- Do this -
Pick out every line in the entries below that contains the word "stream", and copy each of those lines in full.

- Input data -
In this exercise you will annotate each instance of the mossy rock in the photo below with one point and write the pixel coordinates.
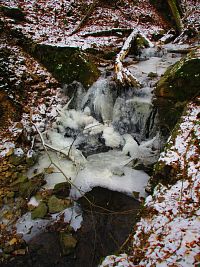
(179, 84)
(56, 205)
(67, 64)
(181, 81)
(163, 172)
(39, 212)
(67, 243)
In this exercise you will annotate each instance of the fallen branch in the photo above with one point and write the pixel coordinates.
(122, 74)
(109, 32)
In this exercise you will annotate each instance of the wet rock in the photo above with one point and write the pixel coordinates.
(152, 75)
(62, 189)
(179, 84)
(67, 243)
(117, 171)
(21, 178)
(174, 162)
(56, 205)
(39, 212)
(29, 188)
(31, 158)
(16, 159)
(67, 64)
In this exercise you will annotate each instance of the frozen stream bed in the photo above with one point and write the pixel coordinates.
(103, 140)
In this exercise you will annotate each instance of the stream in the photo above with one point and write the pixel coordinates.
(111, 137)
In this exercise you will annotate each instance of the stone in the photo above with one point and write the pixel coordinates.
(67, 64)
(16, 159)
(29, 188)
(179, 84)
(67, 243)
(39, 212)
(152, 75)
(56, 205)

--

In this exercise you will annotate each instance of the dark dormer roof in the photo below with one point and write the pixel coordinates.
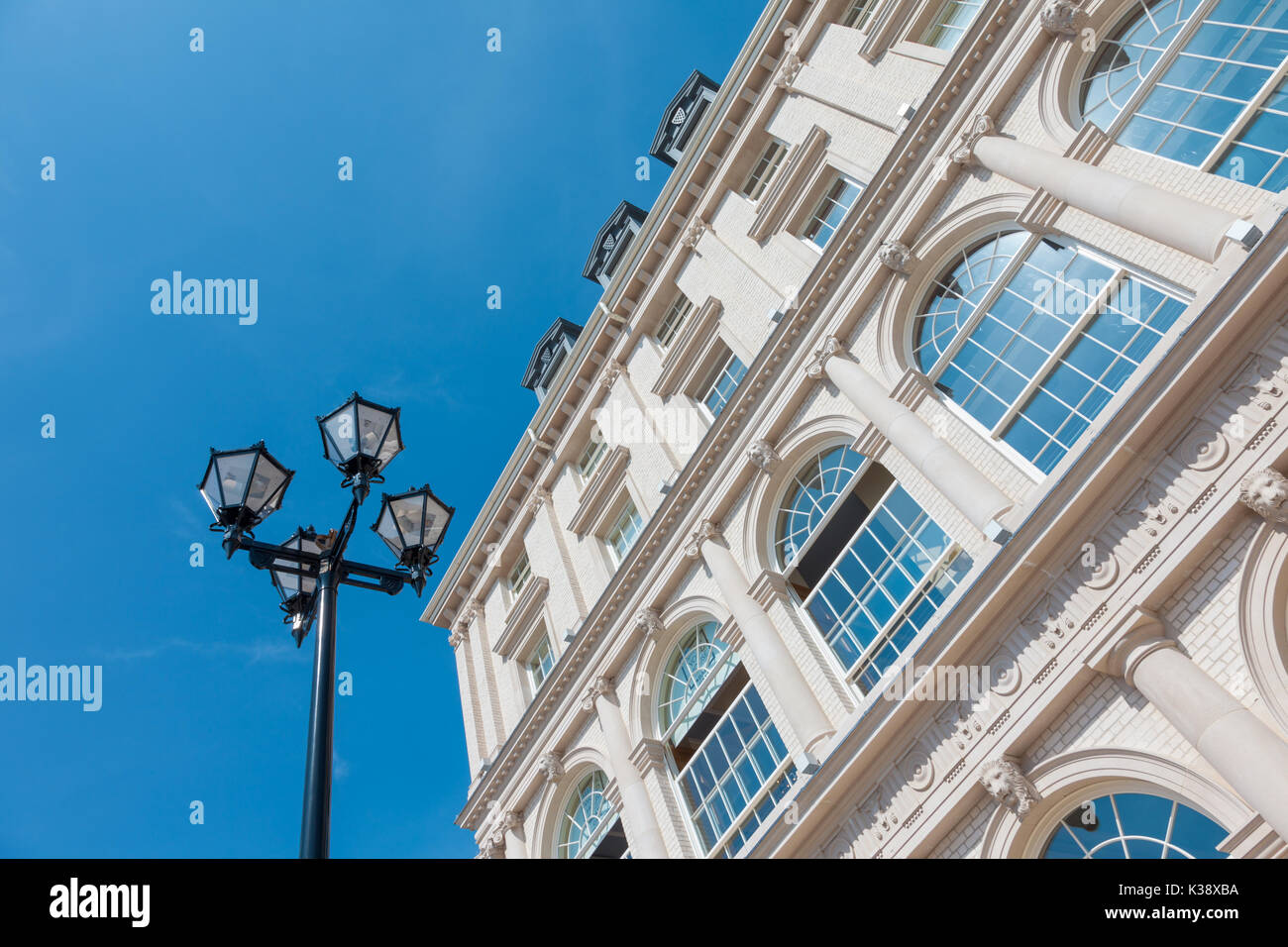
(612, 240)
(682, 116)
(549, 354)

- Final result -
In this exercise you will annotate each instance of the frozen stream bed in the photo above with one point and write the pixel coordinates.
In this exercise you will annotate each instance of the stream in the photo above with one point and write the pixel coordinates.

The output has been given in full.